[Start of Data]
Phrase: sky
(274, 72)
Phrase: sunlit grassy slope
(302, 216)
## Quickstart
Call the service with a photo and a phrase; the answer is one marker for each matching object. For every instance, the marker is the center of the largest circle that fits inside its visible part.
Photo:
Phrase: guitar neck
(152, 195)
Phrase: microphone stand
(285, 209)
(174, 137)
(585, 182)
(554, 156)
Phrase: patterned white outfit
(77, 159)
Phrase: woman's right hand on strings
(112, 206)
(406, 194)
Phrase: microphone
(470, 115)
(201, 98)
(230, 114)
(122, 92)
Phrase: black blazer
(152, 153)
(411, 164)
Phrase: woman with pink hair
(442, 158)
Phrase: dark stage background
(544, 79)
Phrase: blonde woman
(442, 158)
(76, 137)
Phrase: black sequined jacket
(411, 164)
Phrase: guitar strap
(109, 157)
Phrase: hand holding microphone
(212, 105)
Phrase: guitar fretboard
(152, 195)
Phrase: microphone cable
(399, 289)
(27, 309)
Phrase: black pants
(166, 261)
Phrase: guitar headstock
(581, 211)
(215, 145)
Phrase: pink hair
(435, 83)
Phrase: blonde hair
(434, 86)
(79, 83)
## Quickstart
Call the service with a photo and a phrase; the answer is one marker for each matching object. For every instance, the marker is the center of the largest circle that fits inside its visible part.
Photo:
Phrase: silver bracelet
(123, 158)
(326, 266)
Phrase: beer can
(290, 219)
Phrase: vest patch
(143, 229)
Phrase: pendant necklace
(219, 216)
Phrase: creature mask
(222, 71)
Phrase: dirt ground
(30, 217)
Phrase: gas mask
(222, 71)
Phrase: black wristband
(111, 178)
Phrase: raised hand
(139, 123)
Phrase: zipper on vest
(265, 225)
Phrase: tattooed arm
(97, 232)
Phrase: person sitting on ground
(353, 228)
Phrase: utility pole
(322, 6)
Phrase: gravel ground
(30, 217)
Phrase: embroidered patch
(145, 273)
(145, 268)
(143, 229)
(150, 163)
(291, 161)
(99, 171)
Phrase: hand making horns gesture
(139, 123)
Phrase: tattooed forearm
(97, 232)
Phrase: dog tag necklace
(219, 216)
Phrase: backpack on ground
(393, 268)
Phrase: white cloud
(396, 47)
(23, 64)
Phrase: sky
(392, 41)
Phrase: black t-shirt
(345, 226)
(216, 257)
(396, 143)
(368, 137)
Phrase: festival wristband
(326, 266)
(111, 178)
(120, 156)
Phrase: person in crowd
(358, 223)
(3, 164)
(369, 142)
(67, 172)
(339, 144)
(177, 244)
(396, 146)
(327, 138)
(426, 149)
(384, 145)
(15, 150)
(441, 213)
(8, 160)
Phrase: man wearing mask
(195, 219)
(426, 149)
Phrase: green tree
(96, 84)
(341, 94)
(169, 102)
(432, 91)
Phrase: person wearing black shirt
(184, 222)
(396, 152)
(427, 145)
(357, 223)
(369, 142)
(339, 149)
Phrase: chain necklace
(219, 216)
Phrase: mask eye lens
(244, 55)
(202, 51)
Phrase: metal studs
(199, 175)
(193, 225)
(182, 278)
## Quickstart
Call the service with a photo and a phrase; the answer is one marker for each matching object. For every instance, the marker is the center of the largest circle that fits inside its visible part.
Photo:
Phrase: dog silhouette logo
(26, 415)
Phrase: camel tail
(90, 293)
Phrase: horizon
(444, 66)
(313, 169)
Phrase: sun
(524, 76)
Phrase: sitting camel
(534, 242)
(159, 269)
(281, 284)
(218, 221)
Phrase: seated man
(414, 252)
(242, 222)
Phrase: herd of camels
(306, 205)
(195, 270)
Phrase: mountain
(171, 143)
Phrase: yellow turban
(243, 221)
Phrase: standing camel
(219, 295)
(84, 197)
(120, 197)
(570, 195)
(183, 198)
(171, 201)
[End of Data]
= To be done =
All lines from the one containing "Phrase: mask eye lens" through the end of the records, both ends included, are to be quoted exactly; please add nothing else.

= The response =
Phrase: mask eye lens
(244, 55)
(202, 51)
Phrase: metal studs
(199, 175)
(193, 225)
(182, 278)
## Quickstart
Call the service with a photo and a phrase; the answer is one marker for each matching object. For every instance, the marker is the center of the largest circle that fits inside its visible part.
Photo:
Phrase: dog silhouette logo
(26, 415)
Phrase: camel tail
(90, 293)
Phrase: horizon
(444, 66)
(313, 169)
Phrase: sun
(524, 76)
Phrase: sitting camel
(534, 242)
(159, 269)
(281, 284)
(218, 221)
Phrase: seated man
(414, 252)
(242, 222)
Phrase: herd of camels
(306, 205)
(195, 270)
Phrase: mountain
(171, 143)
Phrase: yellow turban
(243, 221)
Phrase: standing camel
(219, 295)
(84, 197)
(120, 197)
(570, 195)
(183, 198)
(171, 201)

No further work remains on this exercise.